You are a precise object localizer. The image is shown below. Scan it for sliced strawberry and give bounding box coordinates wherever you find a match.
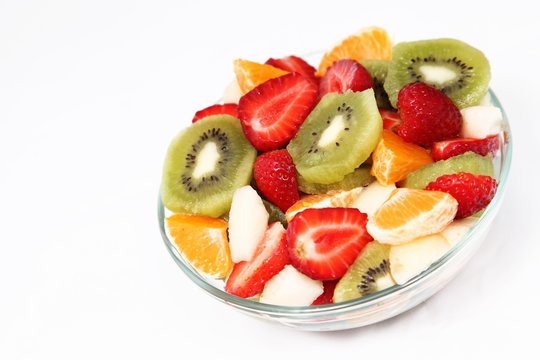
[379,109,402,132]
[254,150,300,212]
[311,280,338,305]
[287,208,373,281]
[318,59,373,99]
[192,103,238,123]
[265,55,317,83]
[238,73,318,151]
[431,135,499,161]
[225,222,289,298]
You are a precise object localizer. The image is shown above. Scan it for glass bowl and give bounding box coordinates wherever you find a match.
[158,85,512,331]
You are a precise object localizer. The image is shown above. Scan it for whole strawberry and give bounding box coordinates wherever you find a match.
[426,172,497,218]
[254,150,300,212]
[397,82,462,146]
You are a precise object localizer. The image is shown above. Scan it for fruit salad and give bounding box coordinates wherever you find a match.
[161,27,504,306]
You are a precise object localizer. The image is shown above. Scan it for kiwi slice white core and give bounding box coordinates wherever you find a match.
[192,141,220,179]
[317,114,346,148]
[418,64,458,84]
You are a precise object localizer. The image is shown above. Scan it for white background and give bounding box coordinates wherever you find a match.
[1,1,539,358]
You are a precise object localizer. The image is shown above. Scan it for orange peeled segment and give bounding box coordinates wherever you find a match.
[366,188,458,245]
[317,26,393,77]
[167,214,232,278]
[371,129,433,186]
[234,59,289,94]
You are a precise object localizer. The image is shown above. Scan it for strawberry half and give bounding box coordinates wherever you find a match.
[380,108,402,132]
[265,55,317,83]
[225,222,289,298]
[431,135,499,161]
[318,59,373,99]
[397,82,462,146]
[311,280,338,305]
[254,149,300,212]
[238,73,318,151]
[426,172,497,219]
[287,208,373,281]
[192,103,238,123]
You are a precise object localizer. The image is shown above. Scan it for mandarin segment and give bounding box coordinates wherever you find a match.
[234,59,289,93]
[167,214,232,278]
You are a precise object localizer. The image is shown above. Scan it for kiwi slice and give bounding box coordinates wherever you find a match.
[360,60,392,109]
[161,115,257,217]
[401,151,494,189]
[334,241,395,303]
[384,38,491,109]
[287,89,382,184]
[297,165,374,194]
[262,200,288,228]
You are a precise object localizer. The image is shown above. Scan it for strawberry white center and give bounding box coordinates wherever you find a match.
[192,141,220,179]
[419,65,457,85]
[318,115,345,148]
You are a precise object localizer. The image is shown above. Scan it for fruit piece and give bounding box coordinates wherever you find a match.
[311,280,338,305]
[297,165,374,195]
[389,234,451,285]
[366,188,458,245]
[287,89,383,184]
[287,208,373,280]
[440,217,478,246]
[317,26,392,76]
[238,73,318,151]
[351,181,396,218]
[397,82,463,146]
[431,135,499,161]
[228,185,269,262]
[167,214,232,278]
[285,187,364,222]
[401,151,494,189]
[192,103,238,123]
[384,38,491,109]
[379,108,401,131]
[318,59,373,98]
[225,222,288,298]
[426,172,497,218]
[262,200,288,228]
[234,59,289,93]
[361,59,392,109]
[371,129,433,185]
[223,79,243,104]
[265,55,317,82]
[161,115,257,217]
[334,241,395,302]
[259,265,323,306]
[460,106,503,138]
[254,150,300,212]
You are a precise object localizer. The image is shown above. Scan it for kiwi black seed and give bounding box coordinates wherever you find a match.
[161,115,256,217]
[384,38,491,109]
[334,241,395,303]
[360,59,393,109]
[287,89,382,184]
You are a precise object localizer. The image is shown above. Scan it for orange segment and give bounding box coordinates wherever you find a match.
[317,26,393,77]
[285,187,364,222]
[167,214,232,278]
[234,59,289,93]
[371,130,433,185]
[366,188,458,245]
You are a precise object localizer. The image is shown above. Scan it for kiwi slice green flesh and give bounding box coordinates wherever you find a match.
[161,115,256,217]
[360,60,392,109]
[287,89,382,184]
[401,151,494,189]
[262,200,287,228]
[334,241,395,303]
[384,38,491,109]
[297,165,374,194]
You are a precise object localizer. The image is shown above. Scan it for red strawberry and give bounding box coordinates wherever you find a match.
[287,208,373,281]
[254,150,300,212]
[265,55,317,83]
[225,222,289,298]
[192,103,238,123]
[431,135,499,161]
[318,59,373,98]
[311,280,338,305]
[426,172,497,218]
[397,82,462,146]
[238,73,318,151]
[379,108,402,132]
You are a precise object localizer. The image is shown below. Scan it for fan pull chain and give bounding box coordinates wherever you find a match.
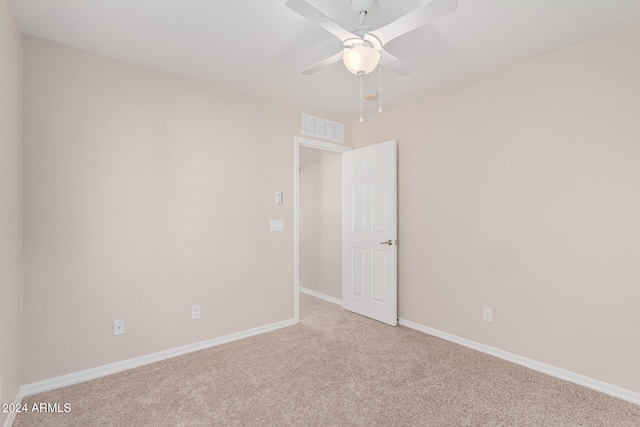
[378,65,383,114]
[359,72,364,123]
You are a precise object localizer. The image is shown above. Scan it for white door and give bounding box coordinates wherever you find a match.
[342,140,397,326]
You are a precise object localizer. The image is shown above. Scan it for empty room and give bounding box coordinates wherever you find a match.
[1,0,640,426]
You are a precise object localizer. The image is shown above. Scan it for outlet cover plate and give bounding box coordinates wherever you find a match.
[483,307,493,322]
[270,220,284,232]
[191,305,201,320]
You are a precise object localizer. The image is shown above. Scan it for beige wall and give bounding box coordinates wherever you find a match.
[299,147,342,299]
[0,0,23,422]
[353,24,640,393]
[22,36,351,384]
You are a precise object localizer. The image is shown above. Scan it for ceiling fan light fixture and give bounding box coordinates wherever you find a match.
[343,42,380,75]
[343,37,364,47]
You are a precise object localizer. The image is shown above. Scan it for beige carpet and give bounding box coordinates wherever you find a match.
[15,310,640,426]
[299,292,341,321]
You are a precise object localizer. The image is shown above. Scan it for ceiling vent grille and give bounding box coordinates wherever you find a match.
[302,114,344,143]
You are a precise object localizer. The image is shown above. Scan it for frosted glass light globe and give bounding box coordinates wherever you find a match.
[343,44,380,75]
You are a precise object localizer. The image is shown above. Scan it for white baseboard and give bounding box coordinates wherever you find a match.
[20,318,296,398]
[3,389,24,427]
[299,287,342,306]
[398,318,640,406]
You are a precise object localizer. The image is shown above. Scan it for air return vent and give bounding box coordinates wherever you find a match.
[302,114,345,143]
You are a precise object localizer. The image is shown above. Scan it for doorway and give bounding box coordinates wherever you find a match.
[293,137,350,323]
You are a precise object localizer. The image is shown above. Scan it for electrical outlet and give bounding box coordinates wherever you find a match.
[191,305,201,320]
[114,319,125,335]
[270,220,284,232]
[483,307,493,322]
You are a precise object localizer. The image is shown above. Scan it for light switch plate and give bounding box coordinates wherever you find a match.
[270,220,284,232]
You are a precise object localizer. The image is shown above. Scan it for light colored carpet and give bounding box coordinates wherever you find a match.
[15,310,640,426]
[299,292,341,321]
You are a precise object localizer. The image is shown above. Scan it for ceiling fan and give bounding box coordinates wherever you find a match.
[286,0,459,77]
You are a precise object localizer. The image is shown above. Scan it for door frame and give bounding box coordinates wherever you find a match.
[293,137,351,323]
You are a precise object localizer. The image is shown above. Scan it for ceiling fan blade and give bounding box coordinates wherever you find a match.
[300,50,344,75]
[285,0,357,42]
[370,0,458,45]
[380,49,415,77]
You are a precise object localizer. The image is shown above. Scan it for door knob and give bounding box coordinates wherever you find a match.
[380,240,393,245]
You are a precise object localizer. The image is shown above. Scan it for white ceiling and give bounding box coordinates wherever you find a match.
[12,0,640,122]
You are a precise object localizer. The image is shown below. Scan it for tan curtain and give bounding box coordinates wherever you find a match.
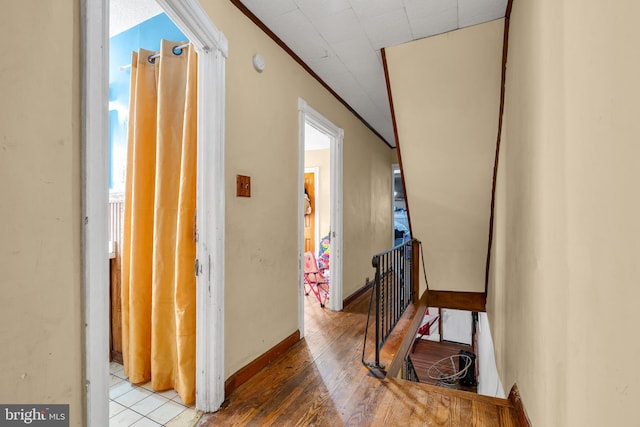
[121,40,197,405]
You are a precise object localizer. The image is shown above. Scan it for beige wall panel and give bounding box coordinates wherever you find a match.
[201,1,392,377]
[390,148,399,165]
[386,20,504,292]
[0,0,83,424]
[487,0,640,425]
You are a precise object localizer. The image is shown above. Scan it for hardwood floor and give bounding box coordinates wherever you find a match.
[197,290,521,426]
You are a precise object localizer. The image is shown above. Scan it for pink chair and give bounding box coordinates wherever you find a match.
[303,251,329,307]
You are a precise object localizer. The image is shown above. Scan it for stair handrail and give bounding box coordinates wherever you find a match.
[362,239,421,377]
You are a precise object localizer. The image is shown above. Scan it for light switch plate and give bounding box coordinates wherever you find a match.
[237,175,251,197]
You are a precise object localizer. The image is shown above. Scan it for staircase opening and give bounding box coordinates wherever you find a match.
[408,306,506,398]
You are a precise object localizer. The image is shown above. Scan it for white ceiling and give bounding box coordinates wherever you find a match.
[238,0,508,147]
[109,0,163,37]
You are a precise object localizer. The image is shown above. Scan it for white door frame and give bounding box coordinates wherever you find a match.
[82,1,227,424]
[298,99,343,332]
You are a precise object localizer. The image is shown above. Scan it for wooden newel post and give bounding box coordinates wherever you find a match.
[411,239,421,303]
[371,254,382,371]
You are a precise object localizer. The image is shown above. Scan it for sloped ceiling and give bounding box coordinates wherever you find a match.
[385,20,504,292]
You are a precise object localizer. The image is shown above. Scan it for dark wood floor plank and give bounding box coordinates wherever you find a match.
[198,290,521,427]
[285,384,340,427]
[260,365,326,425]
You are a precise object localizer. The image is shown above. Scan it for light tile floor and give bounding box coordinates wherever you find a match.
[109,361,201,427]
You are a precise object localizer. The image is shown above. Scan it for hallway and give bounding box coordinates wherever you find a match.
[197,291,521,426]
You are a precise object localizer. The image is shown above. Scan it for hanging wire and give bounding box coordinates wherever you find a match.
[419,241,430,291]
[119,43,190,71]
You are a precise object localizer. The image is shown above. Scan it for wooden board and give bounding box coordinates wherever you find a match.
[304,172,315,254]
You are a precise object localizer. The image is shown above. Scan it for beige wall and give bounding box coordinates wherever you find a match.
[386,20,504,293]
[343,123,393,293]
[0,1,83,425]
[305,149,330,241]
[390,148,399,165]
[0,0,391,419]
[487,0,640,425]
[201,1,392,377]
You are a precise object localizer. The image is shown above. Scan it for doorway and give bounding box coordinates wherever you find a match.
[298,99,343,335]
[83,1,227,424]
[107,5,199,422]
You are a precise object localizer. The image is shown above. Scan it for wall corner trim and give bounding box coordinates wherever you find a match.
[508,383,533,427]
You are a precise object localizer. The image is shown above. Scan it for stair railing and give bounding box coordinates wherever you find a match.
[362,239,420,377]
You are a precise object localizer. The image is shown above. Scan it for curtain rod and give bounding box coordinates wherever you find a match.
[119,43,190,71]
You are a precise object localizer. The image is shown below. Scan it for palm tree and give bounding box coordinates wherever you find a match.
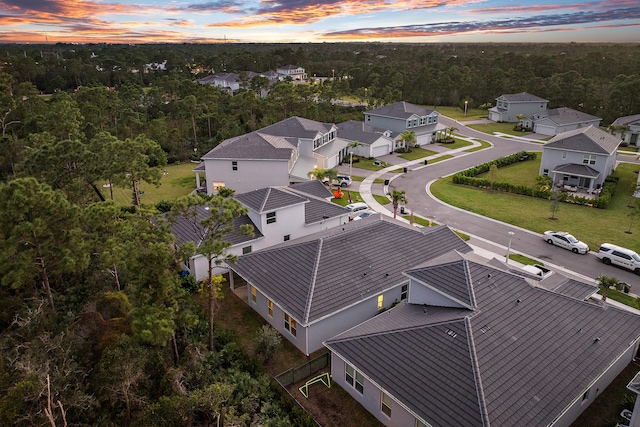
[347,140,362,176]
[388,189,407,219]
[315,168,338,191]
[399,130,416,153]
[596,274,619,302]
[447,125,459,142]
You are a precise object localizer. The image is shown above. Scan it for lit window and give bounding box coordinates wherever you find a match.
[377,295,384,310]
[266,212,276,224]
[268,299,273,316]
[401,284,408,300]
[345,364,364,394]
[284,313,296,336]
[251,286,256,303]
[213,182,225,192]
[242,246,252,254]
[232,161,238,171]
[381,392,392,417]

#####

WORK TASK — Which lines fall between the one containing "it for wall" and the last line of the listing, both included? Give them again exactly, without the pictures.

REPLY —
You are a precise object localizer. The image is shown above. Scan it for wall corner trim and give bounding box coordinates wherever you find a match.
[508,383,533,427]
You are a precise object localizer. The image is shown above. Scan it for stair railing and give bounding box coordinates wherever you find a match.
[362,239,420,377]
You are a precise object localizer. The image is shown above. Scan it for curtain rod and give bounding box coordinates wherever you find a match.
[119,43,190,71]
You are a precise object localizer. The image is shown below. Scan it for palm tree and give bounding box coordinates wherever you find a match.
[347,140,362,176]
[388,189,407,219]
[315,168,338,191]
[399,130,416,153]
[596,274,619,302]
[447,125,459,142]
You are a precise object localizer. The image is shown above. Scan it for lit window and give bounding box coordinates wherever you find a match.
[377,295,384,310]
[266,212,276,224]
[268,299,273,316]
[401,284,408,300]
[345,364,364,394]
[284,313,296,336]
[251,286,256,303]
[213,182,225,192]
[242,246,252,254]
[232,161,238,171]
[381,392,392,417]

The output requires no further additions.